Supplied text:

____

With a view of applying key principles learnt in my own code, this post will look at the thought process as we go through the code until it feels or ‘smells’ clean.

9 Key Clean Code Principles

From my own reading I took key principles of writing and reviewing code;

  • Readability is key
    • Code should fit on the screen
    • Small functions improve readability
    • Code should read like a newspaper; top to bottom, left to right
    • Remove ambiguity
    • Stick to personal or team convention
    • Question: Can you read your code without pausing?
  • Leave code cleaner than you found it
    • Remove unused variables
    • Remove duplication
    • Add test cases where needed
    • Build ‘factories’ / ‘common’ functions
    • Check readability
  • Single Purpose Functions
    • 0<>150 characters width, 0<>20 lines long
    • Single Responsibility Principle
    • Arguments: 0 Best, 1 Great, 2 OK, 3 Bad, 3< STOP!
    • No Flag Arguments
    • No Output arguments
    • Functions should be close together for readability
    • Write third party interface as a function
    • Don’t pass or return NULL
  • Name things for their purpose
    • Be consistent
    • Agree Conventions as a team
    • Names should make the purpose obvious
    • Reduce Ambiguity - ‘addedNumbers’ could be ‘velocityPlusDistance’
    • Should include side effects
    • You can refactor another person’s naming
    • No Encoding of names
  • Refine, refactor and be comfortable with review
    • Code reviews are normal and non-personal
    • Be comfortable receiving and giving code reviews
    • Read the code. Any pauses?
    • Read the code. Any ambiguity?
    • Check for Duplication
    • Complete when tests 100% pass
  • Test are as important as your code
    • Follow Test Driven Development
    • Should be testable with ‘One Step’
    • One concept per test
    • Don’t skip trivial tests
    • Test extra where bugs are found
    • Big tests will never get run
    • ‘Learning tests’ on third party code are free tests
    • Tests should have readability at heart
  • Comments are a necessary evil
    • Delete inappropriate, redundant, poorly written, obsolete or old comments
    • “To Do” comments are OK if they add value and are time boxed
    • If writing a comment, ask why?
    • Never comment out code
  • Reduce/Remove duplication
    • Build common libraries
    • Look for patterns in code
    • Not all duplication can be removed, that’s OK
  • Code should ‘smell’ clean
    • If you have to reread a line of code
    • Structure comes before convention
    • Are there enough tests
    • Planned return to complete work - why not do it now?

Applying Clean Code to an existing Project

For this blog we will be looking at the FSE v2.2.0 - setPositions.js file. To do this we first must ask ourselves some key questions:
  1. Are my changes isolated and can they be rolled back?
  2. Do I have enough tests?
  3. What is the test coverage?

Are my changes Isolated? Yes. I have created a new git branch and can roll back the changes if needed.

Do I have enough tests? Applying Clean Code is going to mean a lot of refactoring, changing naming conventions, reducing functions, separating out concerns etc. Tests are key. I currently have limited tests for this code thus I will have to write some.

____

Raw records:

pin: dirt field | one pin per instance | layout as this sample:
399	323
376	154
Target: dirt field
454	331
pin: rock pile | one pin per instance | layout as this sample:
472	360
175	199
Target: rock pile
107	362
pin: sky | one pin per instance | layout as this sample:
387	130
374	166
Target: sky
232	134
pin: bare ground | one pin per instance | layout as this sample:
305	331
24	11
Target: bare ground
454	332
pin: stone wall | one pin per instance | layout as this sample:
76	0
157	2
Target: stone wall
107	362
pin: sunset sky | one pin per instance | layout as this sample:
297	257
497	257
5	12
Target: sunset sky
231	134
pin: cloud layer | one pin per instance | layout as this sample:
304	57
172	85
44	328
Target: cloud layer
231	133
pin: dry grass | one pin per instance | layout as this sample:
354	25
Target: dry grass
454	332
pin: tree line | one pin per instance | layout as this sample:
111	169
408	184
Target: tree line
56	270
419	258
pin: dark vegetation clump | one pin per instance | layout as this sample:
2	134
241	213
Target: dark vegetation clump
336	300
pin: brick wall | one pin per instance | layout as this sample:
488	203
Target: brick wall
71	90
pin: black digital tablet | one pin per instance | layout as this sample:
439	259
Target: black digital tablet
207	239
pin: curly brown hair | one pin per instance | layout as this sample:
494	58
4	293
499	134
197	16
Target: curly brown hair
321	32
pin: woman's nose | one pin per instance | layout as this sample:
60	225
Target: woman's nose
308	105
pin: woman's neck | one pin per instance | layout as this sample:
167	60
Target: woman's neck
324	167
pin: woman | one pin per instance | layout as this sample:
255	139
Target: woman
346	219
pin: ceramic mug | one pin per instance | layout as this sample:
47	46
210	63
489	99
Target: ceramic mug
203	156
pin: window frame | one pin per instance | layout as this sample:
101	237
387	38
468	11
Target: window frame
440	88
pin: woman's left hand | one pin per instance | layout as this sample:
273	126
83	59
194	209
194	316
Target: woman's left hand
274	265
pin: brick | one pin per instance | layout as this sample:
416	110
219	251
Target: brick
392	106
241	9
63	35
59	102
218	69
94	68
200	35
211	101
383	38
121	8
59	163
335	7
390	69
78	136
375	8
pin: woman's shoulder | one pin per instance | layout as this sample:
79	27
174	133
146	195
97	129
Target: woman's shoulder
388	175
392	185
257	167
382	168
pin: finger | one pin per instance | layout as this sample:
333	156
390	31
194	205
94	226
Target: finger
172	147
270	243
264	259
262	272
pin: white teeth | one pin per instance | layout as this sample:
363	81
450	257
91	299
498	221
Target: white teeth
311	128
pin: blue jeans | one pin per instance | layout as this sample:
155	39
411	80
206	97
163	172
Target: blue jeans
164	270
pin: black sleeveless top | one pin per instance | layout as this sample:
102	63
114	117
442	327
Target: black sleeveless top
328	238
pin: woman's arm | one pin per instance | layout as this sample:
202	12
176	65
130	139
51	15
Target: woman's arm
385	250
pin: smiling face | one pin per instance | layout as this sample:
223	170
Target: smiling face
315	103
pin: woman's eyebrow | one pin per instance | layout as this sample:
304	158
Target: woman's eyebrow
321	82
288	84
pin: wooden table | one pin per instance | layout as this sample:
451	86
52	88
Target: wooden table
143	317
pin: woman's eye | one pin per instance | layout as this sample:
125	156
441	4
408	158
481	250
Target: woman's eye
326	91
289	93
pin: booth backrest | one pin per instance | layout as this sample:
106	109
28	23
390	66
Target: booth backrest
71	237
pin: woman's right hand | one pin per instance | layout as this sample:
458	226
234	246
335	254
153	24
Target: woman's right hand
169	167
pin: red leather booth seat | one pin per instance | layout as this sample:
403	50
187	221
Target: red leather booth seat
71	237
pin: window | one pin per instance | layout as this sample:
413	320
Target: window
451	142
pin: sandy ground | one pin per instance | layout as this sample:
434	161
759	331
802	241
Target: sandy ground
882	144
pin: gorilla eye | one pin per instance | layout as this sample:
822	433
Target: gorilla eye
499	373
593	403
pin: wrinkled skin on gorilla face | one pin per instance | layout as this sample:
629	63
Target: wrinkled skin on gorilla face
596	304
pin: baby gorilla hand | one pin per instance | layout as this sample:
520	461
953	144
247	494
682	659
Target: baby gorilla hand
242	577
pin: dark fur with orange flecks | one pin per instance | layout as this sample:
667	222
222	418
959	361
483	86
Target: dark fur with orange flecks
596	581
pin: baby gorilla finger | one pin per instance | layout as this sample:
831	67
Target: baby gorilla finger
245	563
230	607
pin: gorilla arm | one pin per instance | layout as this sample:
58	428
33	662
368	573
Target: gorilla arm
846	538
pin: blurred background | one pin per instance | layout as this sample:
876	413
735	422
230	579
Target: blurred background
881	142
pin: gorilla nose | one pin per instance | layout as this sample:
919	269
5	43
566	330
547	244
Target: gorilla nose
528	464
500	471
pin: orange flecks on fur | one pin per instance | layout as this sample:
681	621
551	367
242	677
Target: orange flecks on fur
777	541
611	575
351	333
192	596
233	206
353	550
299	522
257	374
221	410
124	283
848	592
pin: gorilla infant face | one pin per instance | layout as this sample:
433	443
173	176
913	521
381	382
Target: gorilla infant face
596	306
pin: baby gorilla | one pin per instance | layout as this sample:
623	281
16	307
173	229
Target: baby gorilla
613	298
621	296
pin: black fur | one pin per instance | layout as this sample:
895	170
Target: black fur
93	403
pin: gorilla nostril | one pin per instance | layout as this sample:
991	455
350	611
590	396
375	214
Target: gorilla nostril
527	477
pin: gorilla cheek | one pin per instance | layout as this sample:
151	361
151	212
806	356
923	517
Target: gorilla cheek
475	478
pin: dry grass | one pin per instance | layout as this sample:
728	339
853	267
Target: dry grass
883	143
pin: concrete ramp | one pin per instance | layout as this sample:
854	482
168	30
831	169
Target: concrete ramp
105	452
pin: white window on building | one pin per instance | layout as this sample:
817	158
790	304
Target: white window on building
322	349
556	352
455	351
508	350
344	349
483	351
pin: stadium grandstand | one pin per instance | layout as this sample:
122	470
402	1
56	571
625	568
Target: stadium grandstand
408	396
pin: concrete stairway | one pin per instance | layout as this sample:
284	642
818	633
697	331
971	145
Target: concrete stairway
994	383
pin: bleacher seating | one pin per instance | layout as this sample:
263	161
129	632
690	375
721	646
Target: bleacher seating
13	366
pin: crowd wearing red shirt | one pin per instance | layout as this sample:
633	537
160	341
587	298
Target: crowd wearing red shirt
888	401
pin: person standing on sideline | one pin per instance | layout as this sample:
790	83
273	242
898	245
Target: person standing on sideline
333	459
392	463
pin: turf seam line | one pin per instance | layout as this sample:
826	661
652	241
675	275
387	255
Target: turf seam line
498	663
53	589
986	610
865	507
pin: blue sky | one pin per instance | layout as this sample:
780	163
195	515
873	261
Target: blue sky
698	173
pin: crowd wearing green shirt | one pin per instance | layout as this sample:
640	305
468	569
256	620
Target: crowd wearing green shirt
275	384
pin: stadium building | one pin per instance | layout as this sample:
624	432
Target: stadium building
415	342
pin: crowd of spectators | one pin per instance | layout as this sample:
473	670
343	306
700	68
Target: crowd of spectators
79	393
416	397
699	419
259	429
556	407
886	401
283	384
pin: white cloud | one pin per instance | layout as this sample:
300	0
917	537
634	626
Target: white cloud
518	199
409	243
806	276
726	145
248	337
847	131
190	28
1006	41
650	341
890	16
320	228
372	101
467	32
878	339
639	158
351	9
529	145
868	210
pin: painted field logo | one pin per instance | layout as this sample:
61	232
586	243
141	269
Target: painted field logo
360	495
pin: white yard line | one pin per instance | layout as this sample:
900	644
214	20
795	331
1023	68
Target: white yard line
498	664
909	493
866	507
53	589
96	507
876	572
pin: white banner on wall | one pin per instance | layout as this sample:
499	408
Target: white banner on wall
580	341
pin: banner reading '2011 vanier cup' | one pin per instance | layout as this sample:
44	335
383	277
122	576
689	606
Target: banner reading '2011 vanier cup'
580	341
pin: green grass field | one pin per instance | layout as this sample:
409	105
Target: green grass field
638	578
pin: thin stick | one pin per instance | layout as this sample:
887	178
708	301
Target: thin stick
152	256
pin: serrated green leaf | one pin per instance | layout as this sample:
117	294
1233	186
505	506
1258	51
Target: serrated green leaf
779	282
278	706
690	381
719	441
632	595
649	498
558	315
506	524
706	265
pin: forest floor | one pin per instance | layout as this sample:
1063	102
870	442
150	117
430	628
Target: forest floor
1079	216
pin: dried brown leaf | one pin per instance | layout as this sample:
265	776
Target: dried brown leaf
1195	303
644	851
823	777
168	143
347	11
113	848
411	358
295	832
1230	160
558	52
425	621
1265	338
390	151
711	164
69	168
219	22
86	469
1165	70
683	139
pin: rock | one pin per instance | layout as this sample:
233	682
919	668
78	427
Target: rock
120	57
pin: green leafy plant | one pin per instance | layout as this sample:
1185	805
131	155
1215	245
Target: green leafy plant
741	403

____

Task instructions:
A) In the clean code post, how many function arguments are rated "Bad"?
B) Write the next part of the clean code post.

The results:
A) Three.

B)
What is the Test Coverage - To understand how much of the code I am running with existing tests I have installed a module called nyc which runs mocha tests in Node.JS to output into text or html the number of lines, branches, functions and statements being covered.

Writing Tests:

With the initial code coverage at just 8% - because the functions in this file are called by functions higher in the code - I begin to start writing some tests. The plan is to take each function, review its worth, check existing naming conventions and see if the function complies with the Single Purpose Function principle. There will then be tests written in expectation of what the code should do rather than its current implementation.

To write the tests I will be following Test Driven Development (TDD) as recommended in the book by following my previous post method for implementing TDD tests into an existing Node.JS project.
If we look at the function - setCornerPositions we can see straight away that it does not comply with a Single Purpose Function. In context, this function sets up players in a football/soccer match at either of the four corners of the rectangular shaped pitch.

Original Set Corner Functions
This code is performing 4 key functions; putting player in specific places based on the corner locations; ‘top left’ corner, ‘top right’ corner, ‘bottom left’ corner, ‘bottom right’ corner. The code should be split up accordingly.

When you first look at the original code again for the first time in a while you get the urge to throw everything away and start again. But there’s a lot of thought gone into existing code, even if it not as clean as you like, and that core thought process is what we are retaining by cleaning instead of dumping code.

Instead we write a single test and make small changes.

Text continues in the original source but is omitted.